• **Exercise description**: Extract the lines of the listing starting at the line containing "target | orchestra" and ending at the end of the listing, both ends included, and copy them verbatim.
* START Dataset *
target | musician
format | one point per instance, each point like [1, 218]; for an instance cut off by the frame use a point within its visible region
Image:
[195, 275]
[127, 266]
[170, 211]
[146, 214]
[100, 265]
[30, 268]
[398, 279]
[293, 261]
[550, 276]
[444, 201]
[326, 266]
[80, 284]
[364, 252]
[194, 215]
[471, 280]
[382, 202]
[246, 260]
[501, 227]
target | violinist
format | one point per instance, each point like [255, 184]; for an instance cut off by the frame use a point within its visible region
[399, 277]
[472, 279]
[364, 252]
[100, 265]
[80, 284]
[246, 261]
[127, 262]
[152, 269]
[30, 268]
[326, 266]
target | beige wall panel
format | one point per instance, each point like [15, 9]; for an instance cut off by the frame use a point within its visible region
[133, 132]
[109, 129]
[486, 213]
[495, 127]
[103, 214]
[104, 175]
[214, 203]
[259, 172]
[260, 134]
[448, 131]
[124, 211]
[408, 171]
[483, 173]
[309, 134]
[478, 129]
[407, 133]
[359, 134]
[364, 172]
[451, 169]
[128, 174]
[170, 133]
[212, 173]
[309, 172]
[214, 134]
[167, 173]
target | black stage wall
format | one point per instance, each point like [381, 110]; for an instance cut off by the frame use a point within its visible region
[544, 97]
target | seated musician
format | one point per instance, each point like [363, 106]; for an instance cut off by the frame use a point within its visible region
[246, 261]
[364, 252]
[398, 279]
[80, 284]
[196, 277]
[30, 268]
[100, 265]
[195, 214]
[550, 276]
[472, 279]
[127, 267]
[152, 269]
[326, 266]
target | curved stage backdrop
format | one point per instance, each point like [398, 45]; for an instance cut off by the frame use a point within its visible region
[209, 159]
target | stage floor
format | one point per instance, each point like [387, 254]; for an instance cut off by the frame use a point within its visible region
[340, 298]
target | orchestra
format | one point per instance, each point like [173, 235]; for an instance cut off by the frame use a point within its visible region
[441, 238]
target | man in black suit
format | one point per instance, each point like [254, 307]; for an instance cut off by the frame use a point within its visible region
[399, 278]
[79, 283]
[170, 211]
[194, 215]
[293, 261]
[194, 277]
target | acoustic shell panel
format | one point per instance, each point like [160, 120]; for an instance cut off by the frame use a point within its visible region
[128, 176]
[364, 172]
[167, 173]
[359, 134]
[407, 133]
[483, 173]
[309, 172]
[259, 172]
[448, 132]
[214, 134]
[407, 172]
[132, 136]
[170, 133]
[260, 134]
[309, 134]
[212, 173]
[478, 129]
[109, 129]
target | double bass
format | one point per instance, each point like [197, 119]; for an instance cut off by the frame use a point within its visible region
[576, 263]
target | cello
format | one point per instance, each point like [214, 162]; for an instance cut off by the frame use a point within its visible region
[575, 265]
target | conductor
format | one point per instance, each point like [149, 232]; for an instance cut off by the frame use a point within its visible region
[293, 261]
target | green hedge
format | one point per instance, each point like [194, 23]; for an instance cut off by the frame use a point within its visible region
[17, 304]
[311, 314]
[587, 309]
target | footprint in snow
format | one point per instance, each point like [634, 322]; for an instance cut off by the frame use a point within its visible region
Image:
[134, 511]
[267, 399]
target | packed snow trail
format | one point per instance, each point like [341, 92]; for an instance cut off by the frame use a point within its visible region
* END Dataset *
• **Problem solution**:
target | orchestra
format | one point per instance, each point like [173, 235]; for an instance cut off by the frame use a point within its visible region
[441, 238]
target | man in black suit
format | one point per instance, each point like [254, 307]; for an instance cut off by the frame use a point within its visible region
[399, 278]
[79, 283]
[170, 211]
[194, 215]
[293, 261]
[194, 277]
target | acoustic shell panel
format | one point per instance, each point like [160, 120]; for an instance cut off by the frame use a point within its visible region
[128, 176]
[364, 172]
[167, 173]
[359, 134]
[407, 133]
[483, 173]
[309, 172]
[259, 172]
[448, 132]
[214, 134]
[407, 172]
[132, 136]
[170, 133]
[260, 134]
[309, 134]
[212, 173]
[478, 129]
[109, 129]
target | double bass
format | one point per instance, each point like [197, 119]; for an instance cut off by the frame use a point within its visible region
[576, 263]
target | cello
format | one point per instance, each point like [214, 162]; for an instance cut off by the frame use a point within its visible region
[575, 265]
target | conductor
format | one point per instance, each point like [149, 232]; for an instance cut off by the frame use a point within its visible region
[293, 261]
target | green hedge
format | one point per instance, each point like [194, 23]; for an instance cut off by the frame use a point within its visible region
[17, 304]
[311, 314]
[587, 309]
target | footprint in snow
format | one point per instance, each point like [634, 322]; for an instance cut off by the frame use a point within its visible region
Image:
[134, 511]
[267, 399]
target | packed snow trail
format | one point per instance, each point like [341, 92]; for an instance cut off by the frame use a point within its visible region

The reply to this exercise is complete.